**Exercise 1**
Answer these from the conference abstracts:
(a) How many ethnic groups of indigenous peoples are among those displaced by the Belo Monte Hydroelectric Power Plant?
(b) What kind of special jurisdiction has Colombia institutionalized?
(c) At which university is Ida Nafstad's Department of Sociology of Law?
**Exercise 2**
Please continue the conference abstracts from the point where they stop.

**Passage for review**
---

7.- Arianna PORRONE. PhD candidate Global Studies. Justice, Rights, Politics, University of Macerata, Italy.

“An ethics of care to rethink tribal people’s displacement in the Amazon.”

Development narratives and over-growth practices perpetrated by neoliberal economies have induced a widespread and complex environmental crisis. Global governance actors are trapped in a multilateral system that is unable to respond to such challenges (Wichterich, 2019), alone. New theories emerging from the Community Economies scholarship are increasingly focusing attention on achieving better worlds by recognizing the diverse and interrelated ways in which human communities may interact with the environment in securing our livelihoods (Dombroski et al., 2019).

The construction of the Belo Monte Hydroelectric Power Plant in the Xingu Basin, Brazil, which is causing the displacement of 60.000 people, among which indigenous peoples from 18 ethnic groups and 40 000 tribal peoples, is an emblematic case of institutional blindness to thriving local economies of care.

While displacement for infrastructure or large-scale developing projects, both in its abstract and more concrete meanings, may involve significant economic, social, cultural and political changes for many, it may also have particularly serious consequences for indigenous and tribal peoples’ livelihood and agro-ecological spaces.


Reflecting on concepts such as care-full community economies, commoning practices of care vis-àvis civil law notions such as “property” or “possession”, which are frequently equally used in displacement practices, this presentation aims at: 1) problematising development as a space of objection; 2) engaging with otherwise narratives of displacement.

8.- Olga Lucía ABELLO RESTREPO, graduated in Law (Pontifical Javeriana University), specialist in Public Law (Externado University of Colombia), Carlos III University of Madrid.

 “Cultural diversity and criminal law within a context of legal pluralism: The Colombian case”

The recognition of cultural diversity has become a challenge for most of Latin-American countries with indigenous population. This is the case of Colombia, which has not only recognized that constitutional principle but has also institutionalized a special jurisdiction for indigenous affairs. The coexistence of different sources of law and the tension between universal and particular conceptions of human rights, have led to the occurrence of cultural conflicts in Colombia. We can all agree that it is in the criminal law arena where this challenge becomes more defying, as this branch of law has been entrusted with the protection of the most precious legal assets of the human beings; such as life, personal integrity, security, liberty and patrimony.

In this scenario, the proposed paper will focus on answering the following questions: ¿how could we guarantee equality within criminal law in a society integrated by cultural diverse groups?, ¿the same legal treatment is owed to a person who has been raised according to the regulations of the hegemonic State and an indigenous person who has lived all of his life in a reservation and who doesn’t even understand the official language in which the state´s Law is written?. Additionally, ¿is it possible to maintain the idea of an homogenous and unitary State within a context of cultural pluralism?, ¿which treatment should criminal law give to the behaviors that, despite being prohibited by the hegemonic legal system, are accepted or even approved by a culturally differentiated group ?

9.- Ida NAFSTAD, Department of Sociology of Law (University of Lund, Sweden) & Marc H. VALLÉS, PhD student in Law (University of Girona, Spain).

“The Roma community - victims of epistemic injustice in the legal field”

---

**Dataset extract**
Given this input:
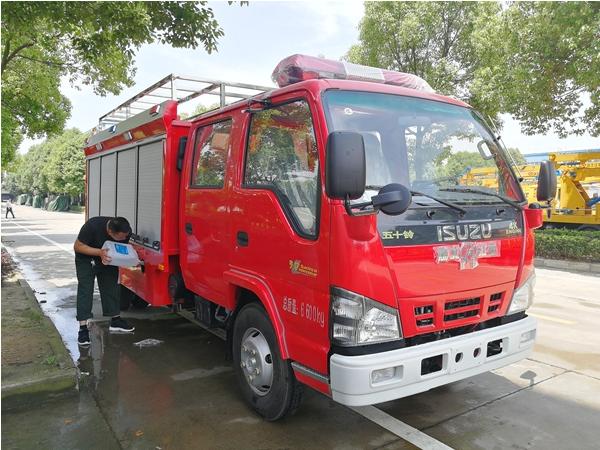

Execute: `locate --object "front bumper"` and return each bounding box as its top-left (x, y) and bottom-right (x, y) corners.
top-left (330, 317), bottom-right (537, 406)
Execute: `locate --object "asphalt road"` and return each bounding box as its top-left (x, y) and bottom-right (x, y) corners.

---

**Task response 1**
(a) 18
(b) A special jurisdiction for indigenous affairs
(c) The University of Lund, Sweden

**Task response 2**
The Roma arrived in the Old Continent when the modern-state form began to develop. Since then, Roma has been subjected to harsh political and legal pragmatics that contributed to develop a strongly negative and rooted “gypsy” identity to the social imaginary. At present, many advances have been made in relation to human rights and the recognition of Roman identity and culture, however, it seems that the legal field continues to reproduce what Miranda Fricker calls “epistemic injustice”. The stereotypes and prejudices surrounding the Roma extend to institutionalized sectors such as the police and the judiciary, with its risk of a credibility deficit of Roma testimonies in these sectors motivated by deteriorated identity, perpetuating testimonial injustice. An example of such is the widespread arbitrary detention conducted by the police. On the other hand, the Roma community has institutionalized the Kris as a way to resolve intra-group disputes which, however, remains unrecognized by the nation-state. There is a lack of knowledge on the part of the judges regarding the categories, meanings and norms that regulate the intra-group life of the Roma, and the consequent systematic application of state laws. In these cases, the lack of understanding of judicial decisions by the Roma agents involved could be considered a type of hermeneutical injustice. Consequently, this paper intends to address the following questions; what role has the legal field played in the construction of Roma communities as a "subaltern culture", and is the legal field still a reproductive space of epistemic injustice? Once the two dimensions of epistemic injustice have been detected - testimonial injustice and hermeneutic injustice - it is necessary to propose possible solutions to reverse the situation; are there ways to eradicate this kind of injustice?

10.- Valentina de GREGORIO, Università del Studi di Torino.


Arctic Indigenous Peoples: From Climate Change Challenges to Food System Resilience”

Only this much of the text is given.